SUPPLIED INFORMATION:
-- Opening Marker --
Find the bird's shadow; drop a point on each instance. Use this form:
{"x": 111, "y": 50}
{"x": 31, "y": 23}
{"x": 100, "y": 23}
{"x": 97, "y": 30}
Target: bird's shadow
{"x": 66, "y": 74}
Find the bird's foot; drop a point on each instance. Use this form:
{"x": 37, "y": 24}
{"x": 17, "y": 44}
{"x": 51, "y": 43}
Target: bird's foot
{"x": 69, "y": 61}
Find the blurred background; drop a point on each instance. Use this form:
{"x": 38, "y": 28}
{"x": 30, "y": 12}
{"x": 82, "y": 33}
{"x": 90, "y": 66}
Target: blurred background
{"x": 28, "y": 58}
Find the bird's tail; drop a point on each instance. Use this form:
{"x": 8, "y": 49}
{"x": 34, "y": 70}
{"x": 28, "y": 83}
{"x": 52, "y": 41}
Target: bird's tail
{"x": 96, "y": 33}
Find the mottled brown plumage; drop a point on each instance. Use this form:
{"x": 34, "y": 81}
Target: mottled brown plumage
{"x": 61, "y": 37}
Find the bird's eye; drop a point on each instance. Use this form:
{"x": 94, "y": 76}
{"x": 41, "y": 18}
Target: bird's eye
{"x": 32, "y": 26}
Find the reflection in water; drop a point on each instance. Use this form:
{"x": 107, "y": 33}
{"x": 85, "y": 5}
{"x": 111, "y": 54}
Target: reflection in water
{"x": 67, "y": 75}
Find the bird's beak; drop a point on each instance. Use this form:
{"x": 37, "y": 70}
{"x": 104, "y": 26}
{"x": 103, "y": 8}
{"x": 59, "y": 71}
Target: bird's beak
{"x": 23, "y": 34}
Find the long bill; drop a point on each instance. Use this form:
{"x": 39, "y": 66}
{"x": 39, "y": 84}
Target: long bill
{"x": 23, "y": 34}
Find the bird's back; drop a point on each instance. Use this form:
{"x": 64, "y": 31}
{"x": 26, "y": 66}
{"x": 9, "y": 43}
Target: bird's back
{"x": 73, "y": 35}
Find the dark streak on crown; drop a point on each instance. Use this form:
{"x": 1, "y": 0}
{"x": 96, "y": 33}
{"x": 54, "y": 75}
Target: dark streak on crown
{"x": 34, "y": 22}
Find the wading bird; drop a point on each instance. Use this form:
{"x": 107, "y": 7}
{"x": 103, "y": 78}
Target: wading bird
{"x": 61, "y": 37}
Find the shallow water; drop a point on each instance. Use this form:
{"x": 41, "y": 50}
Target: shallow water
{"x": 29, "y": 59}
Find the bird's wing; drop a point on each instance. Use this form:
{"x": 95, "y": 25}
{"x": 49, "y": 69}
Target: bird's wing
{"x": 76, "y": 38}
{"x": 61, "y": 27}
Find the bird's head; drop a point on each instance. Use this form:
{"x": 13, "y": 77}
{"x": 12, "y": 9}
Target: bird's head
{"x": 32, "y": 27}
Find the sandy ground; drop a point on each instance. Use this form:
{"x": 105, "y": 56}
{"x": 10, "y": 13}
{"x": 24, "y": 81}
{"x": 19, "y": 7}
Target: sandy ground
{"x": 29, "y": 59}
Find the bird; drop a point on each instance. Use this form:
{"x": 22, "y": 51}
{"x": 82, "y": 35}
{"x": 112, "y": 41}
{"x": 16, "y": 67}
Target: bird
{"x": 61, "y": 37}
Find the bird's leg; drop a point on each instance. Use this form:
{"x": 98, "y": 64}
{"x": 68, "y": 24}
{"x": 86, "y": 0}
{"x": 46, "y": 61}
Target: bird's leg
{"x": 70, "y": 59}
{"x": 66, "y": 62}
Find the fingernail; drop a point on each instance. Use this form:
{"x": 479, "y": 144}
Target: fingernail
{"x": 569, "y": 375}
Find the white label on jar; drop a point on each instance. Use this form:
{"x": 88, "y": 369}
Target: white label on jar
-- Closing Marker --
WORK REQUEST: Each line above with the word "label" needs to be copied.

SOLUTION TO THIS EXERCISE:
Find the white label on jar; drop a point on each instance. Use this form:
Target: white label on jar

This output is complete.